══ Data shown ══

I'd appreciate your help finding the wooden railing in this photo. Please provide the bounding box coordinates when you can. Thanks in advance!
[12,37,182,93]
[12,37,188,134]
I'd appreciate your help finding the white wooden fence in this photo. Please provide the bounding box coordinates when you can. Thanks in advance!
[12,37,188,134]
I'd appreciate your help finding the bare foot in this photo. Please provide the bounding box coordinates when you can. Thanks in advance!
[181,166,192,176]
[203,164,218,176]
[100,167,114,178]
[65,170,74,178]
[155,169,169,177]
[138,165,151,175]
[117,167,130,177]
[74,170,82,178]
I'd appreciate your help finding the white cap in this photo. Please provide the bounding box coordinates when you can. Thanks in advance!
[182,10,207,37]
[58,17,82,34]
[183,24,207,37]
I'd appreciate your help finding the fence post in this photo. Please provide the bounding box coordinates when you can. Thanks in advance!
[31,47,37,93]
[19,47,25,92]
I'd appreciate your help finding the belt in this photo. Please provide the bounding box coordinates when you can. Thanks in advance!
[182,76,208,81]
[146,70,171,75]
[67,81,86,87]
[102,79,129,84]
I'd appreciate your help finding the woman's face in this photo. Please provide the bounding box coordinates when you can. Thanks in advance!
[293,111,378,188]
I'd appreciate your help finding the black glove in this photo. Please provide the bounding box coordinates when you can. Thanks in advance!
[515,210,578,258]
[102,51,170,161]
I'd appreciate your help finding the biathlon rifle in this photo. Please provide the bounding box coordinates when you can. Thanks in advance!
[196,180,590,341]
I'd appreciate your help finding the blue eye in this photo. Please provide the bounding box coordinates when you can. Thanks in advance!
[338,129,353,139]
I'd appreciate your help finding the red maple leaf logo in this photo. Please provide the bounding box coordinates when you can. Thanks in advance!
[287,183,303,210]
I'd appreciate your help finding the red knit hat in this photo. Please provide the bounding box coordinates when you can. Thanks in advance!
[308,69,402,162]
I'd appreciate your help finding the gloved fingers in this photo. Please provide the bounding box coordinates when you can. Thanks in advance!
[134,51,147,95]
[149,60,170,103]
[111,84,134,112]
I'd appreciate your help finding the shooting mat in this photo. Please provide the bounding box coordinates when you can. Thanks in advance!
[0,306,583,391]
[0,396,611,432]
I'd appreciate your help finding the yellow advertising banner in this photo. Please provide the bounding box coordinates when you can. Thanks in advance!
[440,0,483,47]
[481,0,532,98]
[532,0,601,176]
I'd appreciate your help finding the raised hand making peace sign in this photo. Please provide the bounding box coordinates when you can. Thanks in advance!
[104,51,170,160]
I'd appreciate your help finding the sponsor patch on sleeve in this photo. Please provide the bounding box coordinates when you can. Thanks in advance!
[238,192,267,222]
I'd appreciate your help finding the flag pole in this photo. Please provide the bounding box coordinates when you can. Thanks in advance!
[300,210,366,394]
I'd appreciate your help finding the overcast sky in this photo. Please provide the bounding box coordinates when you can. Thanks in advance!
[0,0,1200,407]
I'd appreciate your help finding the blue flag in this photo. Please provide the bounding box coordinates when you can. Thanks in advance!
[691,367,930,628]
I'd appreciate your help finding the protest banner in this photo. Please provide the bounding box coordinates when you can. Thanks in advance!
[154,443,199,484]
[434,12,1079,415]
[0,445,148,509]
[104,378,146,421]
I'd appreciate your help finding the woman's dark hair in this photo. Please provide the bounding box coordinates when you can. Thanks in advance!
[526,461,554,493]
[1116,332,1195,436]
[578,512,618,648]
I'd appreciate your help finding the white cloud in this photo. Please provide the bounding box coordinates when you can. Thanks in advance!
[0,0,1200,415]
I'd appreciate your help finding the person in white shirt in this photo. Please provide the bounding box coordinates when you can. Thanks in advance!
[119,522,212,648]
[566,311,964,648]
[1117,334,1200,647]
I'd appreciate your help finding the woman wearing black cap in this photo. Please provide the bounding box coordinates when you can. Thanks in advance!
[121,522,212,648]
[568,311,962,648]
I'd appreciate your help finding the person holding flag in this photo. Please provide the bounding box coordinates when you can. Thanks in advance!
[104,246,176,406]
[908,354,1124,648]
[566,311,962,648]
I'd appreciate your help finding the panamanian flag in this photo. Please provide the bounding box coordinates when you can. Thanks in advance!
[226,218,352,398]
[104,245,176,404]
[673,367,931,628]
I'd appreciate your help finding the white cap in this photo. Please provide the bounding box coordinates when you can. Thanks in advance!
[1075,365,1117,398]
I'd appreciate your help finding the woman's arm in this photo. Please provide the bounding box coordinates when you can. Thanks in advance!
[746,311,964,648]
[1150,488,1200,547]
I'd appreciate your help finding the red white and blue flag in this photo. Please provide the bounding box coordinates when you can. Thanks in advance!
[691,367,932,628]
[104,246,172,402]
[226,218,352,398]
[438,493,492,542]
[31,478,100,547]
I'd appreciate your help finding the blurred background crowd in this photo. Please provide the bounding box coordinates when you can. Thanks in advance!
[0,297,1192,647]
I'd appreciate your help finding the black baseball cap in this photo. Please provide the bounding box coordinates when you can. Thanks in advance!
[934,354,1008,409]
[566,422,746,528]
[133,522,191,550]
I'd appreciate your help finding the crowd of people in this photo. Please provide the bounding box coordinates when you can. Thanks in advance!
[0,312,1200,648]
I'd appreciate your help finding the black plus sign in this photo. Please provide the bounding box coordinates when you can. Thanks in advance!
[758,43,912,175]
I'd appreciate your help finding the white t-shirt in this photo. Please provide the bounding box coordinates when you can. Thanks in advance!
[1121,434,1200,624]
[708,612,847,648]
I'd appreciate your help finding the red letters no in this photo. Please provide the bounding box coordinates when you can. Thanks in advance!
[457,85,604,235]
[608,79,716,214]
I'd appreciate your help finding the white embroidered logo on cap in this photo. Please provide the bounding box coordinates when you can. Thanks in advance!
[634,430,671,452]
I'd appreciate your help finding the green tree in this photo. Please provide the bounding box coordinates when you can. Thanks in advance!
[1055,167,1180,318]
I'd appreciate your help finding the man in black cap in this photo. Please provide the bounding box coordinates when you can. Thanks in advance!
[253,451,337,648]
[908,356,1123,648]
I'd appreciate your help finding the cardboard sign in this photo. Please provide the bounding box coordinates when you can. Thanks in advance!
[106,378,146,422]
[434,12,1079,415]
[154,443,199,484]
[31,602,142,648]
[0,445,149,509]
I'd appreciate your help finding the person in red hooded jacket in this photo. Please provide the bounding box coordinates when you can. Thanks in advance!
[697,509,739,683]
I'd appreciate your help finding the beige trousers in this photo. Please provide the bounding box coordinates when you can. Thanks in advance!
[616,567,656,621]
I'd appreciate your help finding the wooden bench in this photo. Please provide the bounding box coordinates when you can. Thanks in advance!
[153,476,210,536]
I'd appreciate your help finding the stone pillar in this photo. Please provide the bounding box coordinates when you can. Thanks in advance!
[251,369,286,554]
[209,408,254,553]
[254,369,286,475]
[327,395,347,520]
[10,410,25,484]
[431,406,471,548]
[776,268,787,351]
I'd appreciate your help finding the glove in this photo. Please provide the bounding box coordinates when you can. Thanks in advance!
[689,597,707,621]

═══

*What is expected*
Set down every one of the records above again, word for word, with nothing changed or left out.

*Result for this task*
I'd appreciate your help finding the wooden railing in this photo. Please provide the bounding box coordinates when you can. Thanks in advance!
[12,37,182,93]
[12,37,188,134]
I'd appreciate your help finding the white wooden fence in this photo. Please provide the bounding box coordinates when you can. Thanks in advance!
[12,37,188,134]
I'd appreciate your help finding the bare foot in this photo. Please provide the bounding box coordinates when you can. Thanks in advance!
[181,166,192,176]
[203,164,218,176]
[100,167,114,178]
[65,170,74,178]
[155,169,169,177]
[138,165,151,175]
[117,167,130,177]
[74,170,82,178]
I'd appreciate your help finding the white cap in this photo. Please provide the bounding box coordinates when you can. Thanks in advance!
[182,10,207,37]
[58,17,82,34]
[183,24,207,37]
I'd appreciate your help finding the fence post in this photo. Please provide the bounding box coordinates when you can. Thanks in advance!
[31,47,37,93]
[19,47,25,92]
I'd appreciate your help finding the belt in this photo. Please provide the bounding box coordinates when you can. Thanks in advance!
[182,76,208,81]
[146,70,171,75]
[67,81,86,87]
[102,79,129,84]
I'd appreciate your help finding the woman's face in this photo. Please provide the bounding box coordinates when you can. Thanks in advance!
[293,111,378,188]
I'd appreciate your help finding the black glove in this photo. Please provide the bounding box coordinates when you can. Thanks in advance!
[515,210,578,258]
[102,51,170,161]
I'd appreciate your help finding the biathlon rifle in this photo. Please provide the bounding box coordinates when you can. Thanks in advance!
[196,180,590,341]
I'd appreciate your help finding the blue eye in this photo. Please provide the bounding box coordinates when you can. Thanks in advance!
[338,129,353,139]
I'd appreciate your help finding the red maple leaf logo in this photo. Please provide the bounding box coordinates when you can. Thanks in advance!
[287,183,303,210]
I'd appreciate your help finding the red knit hat in this photo. Please provide the bounding box coordinates when you can. Thanks in advance!
[308,69,402,162]
I'd appreciate your help finding the gloved fingers in this photo. Please provide the bounding box coordinates when you can. Thanks in advance!
[134,51,147,95]
[149,60,170,103]
[111,84,134,112]
I'd appreciate your help finding the shooting mat in this photo. Please provide the bounding box coordinates when you can. Thanks in advance!
[0,306,583,391]
[0,396,611,432]
I'd appreciate your help finding the yellow advertising banner in this photo. Please provide the bounding box coordinates when you can. Thanks in advance!
[440,0,483,47]
[481,0,532,98]
[532,0,601,176]
I'd appreciate your help finding the raised hand making peace sign in this photo. Please provide the bounding box coordinates when you can. Thanks in advance!
[104,51,170,160]
I'd appreciate your help finding the sponsor patch on sleeve in this photo. Please provide the bounding box coordinates when you can. Thanks in advance!
[238,192,267,222]
I'd appreciate your help finding the flag pole in this photo. Please provide the bounding box coordinates when you can. Thanks in advance!
[300,210,366,394]
I'd appreciate your help finding the overcast sky in this photo. Please provide the bounding box coordinates when you can. Thanks in advance!
[0,0,1200,407]
I'd appreciate your help finding the blue flag in this photo. Please provide the bounding box coordinates when you can. Thanks in advance!
[691,367,930,628]
I'd appreciate your help finding the protest banner in this photo. Please provide the bounding box coordinates when you can. Thanks in advance!
[154,443,199,484]
[434,12,1079,415]
[0,445,148,509]
[104,378,146,421]
I'd appreciate your help finding the woman's dark hair in this photo. Please provide the bounding box coordinates when you can. Thanks in advance!
[526,461,554,493]
[1116,332,1195,436]
[578,512,618,648]
I'd appreciate your help finding the white cloud in this photo. Please provide the bounding box coordinates when you can. Thanks in advance!
[0,0,1200,415]
I'd appreciate your help finding the person in white shirt in this photo. Please provide the bounding box coordinates when you can. Thanks in advance!
[119,522,212,648]
[566,311,964,648]
[1117,334,1200,647]
I'd appreciate your help finding the woman wearing black cap in this photo. Please provide the bounding box coordinates when you can. Thanks in advance!
[121,522,212,648]
[568,311,962,648]
I'd appreciate your help finding the person holding flag in this photo. Please provide the bounding box coordinates when you can. Thanks in advance!
[104,246,176,406]
[908,354,1124,648]
[566,311,962,648]
I'd appreciate your help finding the panamanian flag in this photo. Please provide the bounding box coordinates when you can. Thanks in advance!
[226,218,352,398]
[104,245,176,404]
[673,367,931,628]
I'd appreciate your help finding the white cap in this photo. Please provide the bounding box coordinates when you can. Thanks in advance!
[1075,365,1117,398]
I'd appreciate your help finding the woman's arm in this photo. Please provide the bounding box coordinates when you can. Thanks in advance!
[746,311,964,648]
[1150,488,1200,547]
I'd appreciate your help finding the red white and blue flag in this photo. Please provide the bounding box coordinates when you can. Thanks in advance!
[691,367,932,628]
[104,246,172,402]
[226,218,352,398]
[438,493,492,542]
[31,478,100,547]
I'd appreciate your help finding the blurred background crowd in this photo. Please provide the bounding box coordinates when you can. Thanks in advance!
[0,297,1192,647]
I'd appreciate your help finding the black baseball cap in this photo. Please provide the bounding box coordinates when you can. Thanks in advance!
[934,354,1008,409]
[566,422,746,528]
[133,522,191,550]
I'd appreciate your help finding the crowd of people in this photo. Please provide the bounding box coordinates when you can. Thanks in advance!
[0,312,1200,648]
I'd appreciate your help finding the black plus sign in this photo. Please provide the bounding box coordinates when you can. Thanks in advance!
[758,43,912,175]
I'd appreciate your help finding the white t-shirt in this photo. Please provide the bounding box coordinates when you can. Thanks in advance!
[1121,434,1200,624]
[708,612,847,648]
I'd appreciate your help finding the red letters no in this photo. Please provide the bounding box coordinates when you can. Thanks in advance!
[457,85,604,235]
[608,79,716,214]
I'd appreciate your help finding the white embroidered logo on cap in this photo. Please provide the bounding box coordinates when you can. Thanks in advance!
[634,430,671,452]
I'd appreciate your help finding the green tree in this photo. Please provide the bounding box coordinates when you can. Thanks in advance!
[1055,167,1180,318]
I'd appreciate your help finding the man in black cap in this photo. Please provide the bounding box coordinates when you can. Thanks in advance!
[253,451,337,648]
[908,356,1123,648]
I'd appreciate your help finding the cardboard sign in this photo. Please provide the bounding box coordinates when you can. Thanks in advance!
[106,378,146,422]
[434,12,1079,415]
[154,443,199,484]
[31,602,142,648]
[0,445,149,509]
I'd appreciate your help finding the person in red hooded jacket in this photo. Please provide the bounding box coordinates when you can. Thanks in advance!
[697,509,739,683]
I'd appreciate your help finding the beige trousers in this photo. Please provide the bounding box coordinates when you can. Thanks in advance!
[616,567,656,621]
I'd appreciate your help finding the wooden bench in this photo. Please provide the bounding box coordinates when you can. Thanks in advance!
[153,476,210,536]
I'd appreciate your help finding the stone pillar in this photo. Please provide the bounding box coordinates when you can. Thanks in advance!
[251,369,286,554]
[209,408,254,553]
[254,369,286,475]
[327,395,347,520]
[10,410,25,484]
[431,406,471,548]
[776,268,787,351]
I'd appreciate your help finding the glove in this photo. Please provide the bounding box coordinates when you can. Thanks in advance!
[689,597,707,621]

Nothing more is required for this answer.